Task ▸
Answer these questions from the passage about dishwater and feet.
1. Which three dishes did the writer use each day?
2. What did the friend with a foot fetish show the writer?
3. What happened to the writer as a child when someone mentioned feet at the dinner table?

I also am no fan of the dirty dishwater. Running my hands through the murky water, looking for any last dishes to be washed, and my hand hits some mushy lump of something? Eeeraaagh! I refuse to do dishes by hand now, after having done it for many years (and being forced to do it by Lady Jesus, lest I get kicked out on my ass - I used three dishes a day: a bowl, a glass, and one utensil - she used every other dish in the house, every single day, including every pot and pan… eeeraaagh!)
Feet. I hate feet. My own are fine. Once in a while, I’ll see someone else’s feet that are fine. However, it is so damned rare, I just hate feet. I always see someone walkng around with these gnarly old dry, cracked feet, toenails all cruddy and nasty, longer’n devil’s teeth. Damn. Blech. When I was a kid, if someone mentioned feet at the dinner table, I couldn’t eat any more. I’ve gotten much better at it. However, I still have moments. Sometimes my husband comes homes from work, hauls off his shoes and socks, then sits there and picks at his toes. Squick. Sometimes, he’ll casually toss a leg up on the computer table and I’ll see a bare foot out of the corner of my right eye. Squick again. I love him. I do. But I so hate feet. Socks? Shoes? They’re fine. Anything to cover a yucky bare foot. I had a friend with a foot fetish. He tried to convince me it was okay. He showed me a picture of a nice foot with a branch of grapes being held between the toes. All I could think of was what a waste of perfectly good grapes that was.

Excerpts from point annotation data ▸
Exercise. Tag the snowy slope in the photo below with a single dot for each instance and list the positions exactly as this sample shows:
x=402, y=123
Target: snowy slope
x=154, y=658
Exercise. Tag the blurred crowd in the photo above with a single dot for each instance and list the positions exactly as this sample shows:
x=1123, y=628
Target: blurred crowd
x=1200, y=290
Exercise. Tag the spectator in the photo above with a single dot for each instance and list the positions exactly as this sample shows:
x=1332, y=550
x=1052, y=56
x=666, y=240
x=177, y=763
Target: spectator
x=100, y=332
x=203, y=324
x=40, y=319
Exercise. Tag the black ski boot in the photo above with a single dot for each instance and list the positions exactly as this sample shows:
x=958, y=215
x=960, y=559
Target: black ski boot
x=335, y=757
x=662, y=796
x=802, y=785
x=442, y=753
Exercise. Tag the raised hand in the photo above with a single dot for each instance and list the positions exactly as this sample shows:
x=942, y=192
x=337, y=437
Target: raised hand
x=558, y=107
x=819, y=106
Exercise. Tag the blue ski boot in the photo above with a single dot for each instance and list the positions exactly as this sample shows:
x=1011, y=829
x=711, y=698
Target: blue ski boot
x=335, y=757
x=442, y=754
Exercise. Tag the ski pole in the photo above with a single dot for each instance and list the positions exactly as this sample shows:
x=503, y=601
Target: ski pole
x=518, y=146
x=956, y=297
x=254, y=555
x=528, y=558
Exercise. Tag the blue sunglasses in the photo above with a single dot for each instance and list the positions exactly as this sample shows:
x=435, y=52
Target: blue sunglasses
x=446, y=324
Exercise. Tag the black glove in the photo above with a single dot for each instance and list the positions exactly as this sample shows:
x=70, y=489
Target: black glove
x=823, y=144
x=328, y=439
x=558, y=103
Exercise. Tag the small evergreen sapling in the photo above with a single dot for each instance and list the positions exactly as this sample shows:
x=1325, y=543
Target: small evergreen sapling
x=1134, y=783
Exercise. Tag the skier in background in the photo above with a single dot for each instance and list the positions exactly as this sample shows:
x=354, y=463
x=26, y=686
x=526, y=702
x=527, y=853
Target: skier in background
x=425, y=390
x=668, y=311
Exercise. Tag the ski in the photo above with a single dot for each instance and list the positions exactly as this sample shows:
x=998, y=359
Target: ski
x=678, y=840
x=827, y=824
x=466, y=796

Expected answer ▸
1. A bowl, a glass, and one utensil.
2. A picture of a nice foot holding a branch of grapes between the toes.
3. The writer couldn't eat any more.